Buying Land In South Dakota (Black Hills)

Let’s talk about buying land in the Black Hills. 

Hey guys, what's going on? My name is Christian Morrison, I am a local real estate agent in the Rapid City/Black Hills area. I do this Youtube channel for people looking at moving to the area, to kind of answer questions and give a good scope on what is happening here, and really helping with the transition here or maybe talking them out of it by accident, who knows? It's possible. Anyways, today I am going to talk about a question that I get a lot. Oh my gosh, I forgot to say my sales spiel! 

If you guys are looking at coming to the area, have any questions, concerns, want to talk about houses or anything like that, feel free to give me a shout, call me, texting is best. You could email me as well, but a lot of my replies, for some reason, have been going to people’s spam folders so watch out for that. That's why I say call and text is best, I don’t want you guys to think I'm not responding to you. Anyways, if you have any questions with that, you can call me/text me, all my info is below. There, got that out of the way. 

So, let’s talk about land. I get this question a lot. I get people talking about, “Ok, hey. Here is what we are looking for. X amount of acres, let's say 10 acres, we want to be out in the trees, we want to have hookups or availability to get water, and we want to be able to do whatever we want. We want to build a homestead, that's a really common thing. We want to get chickens, a donkey, llamas, whatever you want to get, right? We want to have a whole farm, so we can be self-sustaining, because the world is crazy and we don't know what is going to happen”, which is totally understandable. Now people are surprised a lot of times with how difficult this can be and it's not as cheap as you might think it would be. So a couple things to consider and I walk everybody through this. Almost all the properties you see online, if you see properties that are big chunks of acreage or even a little bit smaller, well it's actually probably more common on the smaller stuff, like 10 acres or below, but it's decently common on the bigger stuff also. Let's just say 10 acres and below for now, almost all that stuff guys, is going to have covenants and covenants in it. Covenants are restrictions on what you can do with the property based off of whoever developed the land in the beginning and sectioned it off, because they didn't want certain things to happen on that land. They didn't want it to become junky, they didn't want mobile homes to go there, whatever those covenants are, and some are much more restrictive than others. For example, a lot of times they will say, this area allows domestic animals, like dogs or cats, limited to 4-5 lets say, and that is it and they can’t be bred on the property. Extremely common to have those kinds of covenants and it's the most common and it will go on to say no livestock or poultry is allowed on the property. Now I know that may come as a surprise since it's South Dakota, why would they care there? But it is kind of the way it is on a lot of properties, so you will be surprised, you'll look at stuff, and it has covenants because it will most of the time restrict that kind of thing.

__Problem to solve__
Translate this sentence from the transcript on buying land in the Black Hills into Spanish: "Covenants are restrictions on what you can do with the property based off of whoever developed the land in the beginning and sectioned it off, because they didn't want certain things to happen on that land." The data after this point are not required.

__Supplied material__
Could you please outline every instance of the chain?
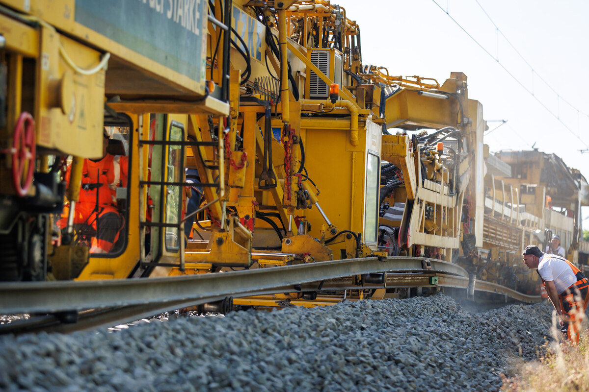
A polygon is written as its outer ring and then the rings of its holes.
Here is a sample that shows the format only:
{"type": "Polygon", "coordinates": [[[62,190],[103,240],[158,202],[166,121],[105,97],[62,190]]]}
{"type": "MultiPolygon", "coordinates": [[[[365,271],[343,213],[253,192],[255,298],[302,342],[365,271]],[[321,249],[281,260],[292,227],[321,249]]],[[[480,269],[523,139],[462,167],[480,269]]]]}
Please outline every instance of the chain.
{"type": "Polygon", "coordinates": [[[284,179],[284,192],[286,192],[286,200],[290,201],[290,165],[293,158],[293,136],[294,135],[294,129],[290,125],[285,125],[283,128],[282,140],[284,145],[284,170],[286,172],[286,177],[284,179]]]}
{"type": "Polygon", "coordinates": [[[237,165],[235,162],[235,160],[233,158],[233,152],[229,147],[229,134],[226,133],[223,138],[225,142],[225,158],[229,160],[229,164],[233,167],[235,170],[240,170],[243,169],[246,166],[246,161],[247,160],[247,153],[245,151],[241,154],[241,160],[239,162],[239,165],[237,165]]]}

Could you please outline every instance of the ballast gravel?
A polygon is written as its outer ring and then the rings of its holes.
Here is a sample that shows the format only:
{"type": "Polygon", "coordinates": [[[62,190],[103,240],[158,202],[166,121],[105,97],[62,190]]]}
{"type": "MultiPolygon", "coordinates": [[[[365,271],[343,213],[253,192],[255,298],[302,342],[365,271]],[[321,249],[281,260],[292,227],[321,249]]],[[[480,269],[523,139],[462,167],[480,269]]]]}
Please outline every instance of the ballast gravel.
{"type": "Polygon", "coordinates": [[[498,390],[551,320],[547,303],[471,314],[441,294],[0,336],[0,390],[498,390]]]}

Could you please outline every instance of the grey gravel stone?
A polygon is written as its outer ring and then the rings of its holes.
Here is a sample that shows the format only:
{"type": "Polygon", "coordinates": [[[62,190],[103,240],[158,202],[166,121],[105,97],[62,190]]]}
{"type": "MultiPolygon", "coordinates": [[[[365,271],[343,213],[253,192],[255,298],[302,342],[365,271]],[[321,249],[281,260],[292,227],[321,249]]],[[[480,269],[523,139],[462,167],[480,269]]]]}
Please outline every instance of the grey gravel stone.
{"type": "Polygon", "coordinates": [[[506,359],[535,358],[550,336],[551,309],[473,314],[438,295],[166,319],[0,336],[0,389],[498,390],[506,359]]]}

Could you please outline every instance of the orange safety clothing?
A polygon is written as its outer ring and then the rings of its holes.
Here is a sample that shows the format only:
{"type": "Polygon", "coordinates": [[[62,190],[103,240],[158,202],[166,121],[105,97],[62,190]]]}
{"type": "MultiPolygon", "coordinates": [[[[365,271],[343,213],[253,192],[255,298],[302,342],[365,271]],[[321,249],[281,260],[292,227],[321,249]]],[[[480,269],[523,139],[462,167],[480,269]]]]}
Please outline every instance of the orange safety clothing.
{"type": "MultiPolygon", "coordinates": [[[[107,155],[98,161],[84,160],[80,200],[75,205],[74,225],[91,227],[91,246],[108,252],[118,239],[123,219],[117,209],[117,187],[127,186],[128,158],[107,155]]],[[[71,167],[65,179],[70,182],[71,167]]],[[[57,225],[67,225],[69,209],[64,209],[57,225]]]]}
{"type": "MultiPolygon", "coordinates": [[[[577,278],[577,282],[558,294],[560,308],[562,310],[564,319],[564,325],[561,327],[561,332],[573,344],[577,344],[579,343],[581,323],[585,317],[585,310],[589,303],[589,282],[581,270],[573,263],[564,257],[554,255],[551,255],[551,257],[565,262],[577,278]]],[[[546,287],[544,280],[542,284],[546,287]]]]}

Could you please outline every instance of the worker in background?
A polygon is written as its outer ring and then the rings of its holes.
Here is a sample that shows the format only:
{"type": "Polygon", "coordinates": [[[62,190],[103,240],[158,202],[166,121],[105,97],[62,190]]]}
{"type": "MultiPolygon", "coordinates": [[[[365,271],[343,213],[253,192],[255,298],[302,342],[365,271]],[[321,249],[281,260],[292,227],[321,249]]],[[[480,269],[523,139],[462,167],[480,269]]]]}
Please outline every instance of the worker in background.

...

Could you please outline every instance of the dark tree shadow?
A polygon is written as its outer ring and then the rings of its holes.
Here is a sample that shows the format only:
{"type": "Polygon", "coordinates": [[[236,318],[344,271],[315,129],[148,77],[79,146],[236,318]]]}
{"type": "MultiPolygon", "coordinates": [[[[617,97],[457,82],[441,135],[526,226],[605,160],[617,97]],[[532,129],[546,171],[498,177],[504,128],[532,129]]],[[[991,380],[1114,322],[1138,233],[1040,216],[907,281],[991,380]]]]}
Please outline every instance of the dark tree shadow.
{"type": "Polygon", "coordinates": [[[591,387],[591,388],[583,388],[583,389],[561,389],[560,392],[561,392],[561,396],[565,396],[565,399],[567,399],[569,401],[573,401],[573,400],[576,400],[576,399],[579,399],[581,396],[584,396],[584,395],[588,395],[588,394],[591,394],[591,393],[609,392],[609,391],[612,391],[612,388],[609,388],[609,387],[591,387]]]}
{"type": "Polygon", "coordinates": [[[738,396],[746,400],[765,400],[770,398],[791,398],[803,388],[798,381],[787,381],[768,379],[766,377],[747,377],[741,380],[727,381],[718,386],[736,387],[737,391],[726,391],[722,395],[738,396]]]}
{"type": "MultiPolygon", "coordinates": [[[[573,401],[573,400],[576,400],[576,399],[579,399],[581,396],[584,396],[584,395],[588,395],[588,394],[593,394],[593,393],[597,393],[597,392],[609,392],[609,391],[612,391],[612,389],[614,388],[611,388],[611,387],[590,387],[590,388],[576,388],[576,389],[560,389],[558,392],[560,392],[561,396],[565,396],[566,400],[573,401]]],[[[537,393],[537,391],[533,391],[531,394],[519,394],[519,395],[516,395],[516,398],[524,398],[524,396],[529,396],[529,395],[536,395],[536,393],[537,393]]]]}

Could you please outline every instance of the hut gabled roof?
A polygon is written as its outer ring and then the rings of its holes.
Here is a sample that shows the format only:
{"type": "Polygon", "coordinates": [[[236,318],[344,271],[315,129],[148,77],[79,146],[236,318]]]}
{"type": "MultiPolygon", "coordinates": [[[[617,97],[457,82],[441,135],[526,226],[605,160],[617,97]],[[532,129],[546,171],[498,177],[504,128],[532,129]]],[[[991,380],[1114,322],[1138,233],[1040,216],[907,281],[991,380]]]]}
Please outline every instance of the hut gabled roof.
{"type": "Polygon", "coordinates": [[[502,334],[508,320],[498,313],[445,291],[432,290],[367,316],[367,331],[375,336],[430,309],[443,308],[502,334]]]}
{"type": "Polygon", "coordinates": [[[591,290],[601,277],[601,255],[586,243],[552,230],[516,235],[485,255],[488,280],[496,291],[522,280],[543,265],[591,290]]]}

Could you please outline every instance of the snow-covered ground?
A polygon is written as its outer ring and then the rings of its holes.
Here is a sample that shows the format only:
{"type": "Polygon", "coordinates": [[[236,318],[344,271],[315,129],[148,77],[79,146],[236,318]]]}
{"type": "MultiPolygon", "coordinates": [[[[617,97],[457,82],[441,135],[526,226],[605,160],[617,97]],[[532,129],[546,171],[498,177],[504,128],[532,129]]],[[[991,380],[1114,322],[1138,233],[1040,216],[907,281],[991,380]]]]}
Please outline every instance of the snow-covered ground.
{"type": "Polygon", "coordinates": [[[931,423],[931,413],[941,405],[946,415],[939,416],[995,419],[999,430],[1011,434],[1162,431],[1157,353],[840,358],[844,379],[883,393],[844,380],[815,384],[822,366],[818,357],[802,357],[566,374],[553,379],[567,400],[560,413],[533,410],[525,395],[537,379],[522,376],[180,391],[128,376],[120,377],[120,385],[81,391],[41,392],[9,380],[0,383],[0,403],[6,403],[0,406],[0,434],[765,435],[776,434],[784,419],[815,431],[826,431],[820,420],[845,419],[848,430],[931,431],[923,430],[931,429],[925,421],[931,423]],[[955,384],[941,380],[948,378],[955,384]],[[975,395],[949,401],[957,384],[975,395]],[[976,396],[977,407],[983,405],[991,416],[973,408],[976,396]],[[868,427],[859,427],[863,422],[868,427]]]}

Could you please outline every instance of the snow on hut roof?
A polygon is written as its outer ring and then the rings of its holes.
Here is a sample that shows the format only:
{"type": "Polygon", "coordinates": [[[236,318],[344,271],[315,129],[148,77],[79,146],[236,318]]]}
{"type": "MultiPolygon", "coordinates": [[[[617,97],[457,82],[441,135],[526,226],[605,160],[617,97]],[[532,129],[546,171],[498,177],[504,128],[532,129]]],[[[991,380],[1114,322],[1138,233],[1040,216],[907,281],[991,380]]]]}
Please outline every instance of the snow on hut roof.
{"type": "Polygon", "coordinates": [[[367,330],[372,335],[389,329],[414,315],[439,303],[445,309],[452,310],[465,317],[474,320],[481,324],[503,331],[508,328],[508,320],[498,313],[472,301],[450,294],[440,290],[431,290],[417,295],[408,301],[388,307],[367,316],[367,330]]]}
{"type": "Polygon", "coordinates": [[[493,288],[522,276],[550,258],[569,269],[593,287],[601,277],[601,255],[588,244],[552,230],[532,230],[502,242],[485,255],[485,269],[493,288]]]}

...

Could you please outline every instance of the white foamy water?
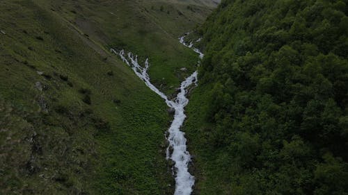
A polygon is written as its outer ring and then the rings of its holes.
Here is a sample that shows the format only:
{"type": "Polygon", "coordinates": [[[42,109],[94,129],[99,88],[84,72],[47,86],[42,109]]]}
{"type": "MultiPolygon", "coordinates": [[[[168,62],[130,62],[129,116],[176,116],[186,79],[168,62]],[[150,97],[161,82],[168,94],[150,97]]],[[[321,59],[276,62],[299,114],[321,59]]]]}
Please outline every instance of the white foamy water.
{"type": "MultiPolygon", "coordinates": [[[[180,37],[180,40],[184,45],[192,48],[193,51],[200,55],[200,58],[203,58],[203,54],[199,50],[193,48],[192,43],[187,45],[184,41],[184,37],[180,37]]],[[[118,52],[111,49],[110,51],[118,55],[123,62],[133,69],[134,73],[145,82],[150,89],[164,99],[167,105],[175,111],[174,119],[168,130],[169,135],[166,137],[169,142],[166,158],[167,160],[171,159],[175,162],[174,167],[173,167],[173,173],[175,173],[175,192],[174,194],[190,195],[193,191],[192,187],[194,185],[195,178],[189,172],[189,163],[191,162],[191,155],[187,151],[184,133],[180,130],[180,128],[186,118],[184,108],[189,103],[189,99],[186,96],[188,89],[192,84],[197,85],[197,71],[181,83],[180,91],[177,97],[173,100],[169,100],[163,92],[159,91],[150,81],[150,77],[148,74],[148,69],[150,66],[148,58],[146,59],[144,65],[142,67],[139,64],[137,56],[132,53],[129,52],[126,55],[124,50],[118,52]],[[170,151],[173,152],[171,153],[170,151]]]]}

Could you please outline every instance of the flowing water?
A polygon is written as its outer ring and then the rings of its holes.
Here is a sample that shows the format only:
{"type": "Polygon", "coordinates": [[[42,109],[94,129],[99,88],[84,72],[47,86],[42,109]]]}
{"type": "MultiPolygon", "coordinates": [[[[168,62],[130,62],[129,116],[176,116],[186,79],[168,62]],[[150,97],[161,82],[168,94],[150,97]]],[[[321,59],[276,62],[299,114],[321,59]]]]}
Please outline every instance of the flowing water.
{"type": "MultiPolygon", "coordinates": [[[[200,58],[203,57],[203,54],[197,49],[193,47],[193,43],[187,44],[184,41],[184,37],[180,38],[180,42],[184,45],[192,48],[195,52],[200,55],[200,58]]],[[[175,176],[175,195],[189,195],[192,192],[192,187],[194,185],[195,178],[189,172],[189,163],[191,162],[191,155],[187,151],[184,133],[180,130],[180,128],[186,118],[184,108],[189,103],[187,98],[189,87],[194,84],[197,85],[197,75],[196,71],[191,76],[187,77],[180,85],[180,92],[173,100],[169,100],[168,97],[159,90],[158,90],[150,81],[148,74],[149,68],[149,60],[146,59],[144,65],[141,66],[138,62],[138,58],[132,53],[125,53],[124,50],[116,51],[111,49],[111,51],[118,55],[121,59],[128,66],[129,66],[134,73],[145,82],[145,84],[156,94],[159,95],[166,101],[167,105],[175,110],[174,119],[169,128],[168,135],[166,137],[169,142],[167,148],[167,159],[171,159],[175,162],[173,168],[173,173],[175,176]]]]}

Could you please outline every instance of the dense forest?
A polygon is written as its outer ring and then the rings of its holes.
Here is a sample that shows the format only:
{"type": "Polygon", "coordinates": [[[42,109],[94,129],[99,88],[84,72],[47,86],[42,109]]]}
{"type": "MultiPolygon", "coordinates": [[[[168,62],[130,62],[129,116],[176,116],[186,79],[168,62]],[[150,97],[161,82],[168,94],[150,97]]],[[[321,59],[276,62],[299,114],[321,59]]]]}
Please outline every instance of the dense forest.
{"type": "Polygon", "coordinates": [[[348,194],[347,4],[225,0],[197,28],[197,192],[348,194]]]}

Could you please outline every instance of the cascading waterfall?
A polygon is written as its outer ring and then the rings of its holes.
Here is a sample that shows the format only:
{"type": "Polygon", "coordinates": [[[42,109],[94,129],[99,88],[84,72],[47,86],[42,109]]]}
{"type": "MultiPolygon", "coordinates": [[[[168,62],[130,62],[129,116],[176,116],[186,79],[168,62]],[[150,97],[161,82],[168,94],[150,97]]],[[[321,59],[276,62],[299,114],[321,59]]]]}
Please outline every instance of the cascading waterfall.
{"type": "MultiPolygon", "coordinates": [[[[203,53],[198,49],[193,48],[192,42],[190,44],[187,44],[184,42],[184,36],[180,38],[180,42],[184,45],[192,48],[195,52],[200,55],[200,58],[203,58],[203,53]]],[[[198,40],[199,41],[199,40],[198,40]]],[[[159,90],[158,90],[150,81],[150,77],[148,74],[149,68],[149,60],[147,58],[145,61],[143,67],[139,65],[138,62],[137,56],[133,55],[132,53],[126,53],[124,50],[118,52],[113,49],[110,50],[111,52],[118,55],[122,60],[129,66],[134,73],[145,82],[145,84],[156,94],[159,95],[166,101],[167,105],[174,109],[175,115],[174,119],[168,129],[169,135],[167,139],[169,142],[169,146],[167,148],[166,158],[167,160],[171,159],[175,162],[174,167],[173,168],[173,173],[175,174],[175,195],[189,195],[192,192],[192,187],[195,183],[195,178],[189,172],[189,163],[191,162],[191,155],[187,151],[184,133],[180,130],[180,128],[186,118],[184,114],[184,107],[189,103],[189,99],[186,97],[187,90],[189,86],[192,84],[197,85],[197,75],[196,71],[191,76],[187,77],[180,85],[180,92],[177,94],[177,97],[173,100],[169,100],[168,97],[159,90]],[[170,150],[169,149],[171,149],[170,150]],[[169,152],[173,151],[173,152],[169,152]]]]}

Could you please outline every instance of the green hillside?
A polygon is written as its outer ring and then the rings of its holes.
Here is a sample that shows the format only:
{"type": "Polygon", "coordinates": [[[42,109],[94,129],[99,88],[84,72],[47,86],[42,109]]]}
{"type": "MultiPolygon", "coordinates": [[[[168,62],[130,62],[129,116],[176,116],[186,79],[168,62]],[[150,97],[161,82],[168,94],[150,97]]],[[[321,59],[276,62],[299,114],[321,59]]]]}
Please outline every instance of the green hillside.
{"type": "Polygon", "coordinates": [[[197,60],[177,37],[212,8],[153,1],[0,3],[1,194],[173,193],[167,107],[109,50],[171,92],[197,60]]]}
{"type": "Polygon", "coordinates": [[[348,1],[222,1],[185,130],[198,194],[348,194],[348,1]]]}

__Answer__
Los convenios son restricciones sobre lo que uno puede hacer con la propiedad, basadas en quien urbanizó el terreno en un principio y lo dividió en parcelas, porque no se quería que ocurrieran ciertas cosas en ese terreno.